WHAT TO WORK ON ▸
Starting with the line that contains "Target: cabinet door" and going on through the line that contains "x=407, y=360", both included, present only those lines of the material as a Markdown table. Use two columns, n for the row number and Line for the line itself, and leave out any blank lines.

[A block of data]
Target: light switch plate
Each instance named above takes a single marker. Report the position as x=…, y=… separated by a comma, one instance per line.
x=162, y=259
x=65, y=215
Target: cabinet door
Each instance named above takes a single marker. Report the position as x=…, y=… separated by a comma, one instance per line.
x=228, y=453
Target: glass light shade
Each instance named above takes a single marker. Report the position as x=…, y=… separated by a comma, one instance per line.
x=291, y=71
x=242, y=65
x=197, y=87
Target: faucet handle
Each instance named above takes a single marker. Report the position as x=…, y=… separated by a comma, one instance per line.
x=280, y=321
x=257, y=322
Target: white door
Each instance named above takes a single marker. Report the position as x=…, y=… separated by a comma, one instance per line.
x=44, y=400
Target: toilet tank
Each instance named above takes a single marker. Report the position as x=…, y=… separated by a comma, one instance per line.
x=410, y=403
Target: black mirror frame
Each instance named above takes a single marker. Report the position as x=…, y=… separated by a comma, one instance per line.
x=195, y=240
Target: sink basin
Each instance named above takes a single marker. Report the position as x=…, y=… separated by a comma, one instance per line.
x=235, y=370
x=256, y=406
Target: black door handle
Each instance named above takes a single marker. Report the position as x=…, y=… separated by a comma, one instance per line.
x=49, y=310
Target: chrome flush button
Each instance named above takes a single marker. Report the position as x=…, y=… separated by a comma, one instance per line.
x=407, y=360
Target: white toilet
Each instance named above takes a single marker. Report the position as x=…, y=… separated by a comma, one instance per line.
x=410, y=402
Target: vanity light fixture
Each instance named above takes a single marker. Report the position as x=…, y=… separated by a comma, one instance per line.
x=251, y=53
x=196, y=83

* * *

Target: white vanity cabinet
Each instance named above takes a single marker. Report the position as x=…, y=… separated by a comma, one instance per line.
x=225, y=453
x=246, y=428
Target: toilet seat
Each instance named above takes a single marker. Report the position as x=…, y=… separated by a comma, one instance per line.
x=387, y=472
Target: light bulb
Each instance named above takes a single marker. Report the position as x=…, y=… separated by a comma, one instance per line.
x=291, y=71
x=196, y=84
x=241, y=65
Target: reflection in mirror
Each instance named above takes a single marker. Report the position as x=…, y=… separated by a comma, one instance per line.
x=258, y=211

OUTPUT OF THE EXERCISE ▸
| n | Line |
|---|---|
| 1 | Target: cabinet door |
| 2 | Each instance named above takes a single marker. Report the position as x=…, y=… separated by a comma, one instance per line. |
| 3 | x=228, y=453 |
| 4 | Target: glass light shade |
| 5 | Each instance named above takes a single marker. Report the position as x=…, y=… separated by a comma, one instance per line. |
| 6 | x=291, y=71 |
| 7 | x=242, y=65 |
| 8 | x=197, y=87 |
| 9 | Target: faucet handle |
| 10 | Each instance named above takes a single marker. Report the position as x=…, y=… separated by a comma, one instance per line. |
| 11 | x=280, y=321 |
| 12 | x=257, y=322 |
| 13 | Target: white door |
| 14 | Each instance named above takes a single marker. Report the position as x=…, y=… separated by a comma, one instance per line. |
| 15 | x=44, y=400 |
| 16 | Target: toilet tank |
| 17 | Each instance named above takes a single marker. Report the position as x=…, y=… separated by a comma, one instance per line. |
| 18 | x=410, y=403 |
| 19 | Target: black mirror frame |
| 20 | Each instance named above takes a single marker. Report the position as x=…, y=… separated by a comma, one instance per line. |
| 21 | x=195, y=240 |
| 22 | Target: sink basin |
| 23 | Each instance named above takes a single marker. Report the position as x=…, y=… separated by a comma, one instance per line. |
| 24 | x=235, y=370 |
| 25 | x=256, y=406 |
| 26 | Target: black door handle |
| 27 | Each instance named above takes a single marker. Report the position as x=…, y=… separated by a comma, one instance per line. |
| 28 | x=49, y=310 |
| 29 | Target: chrome flush button |
| 30 | Each instance named above takes a single marker. Report the position as x=…, y=… separated by a comma, one instance per line. |
| 31 | x=407, y=360 |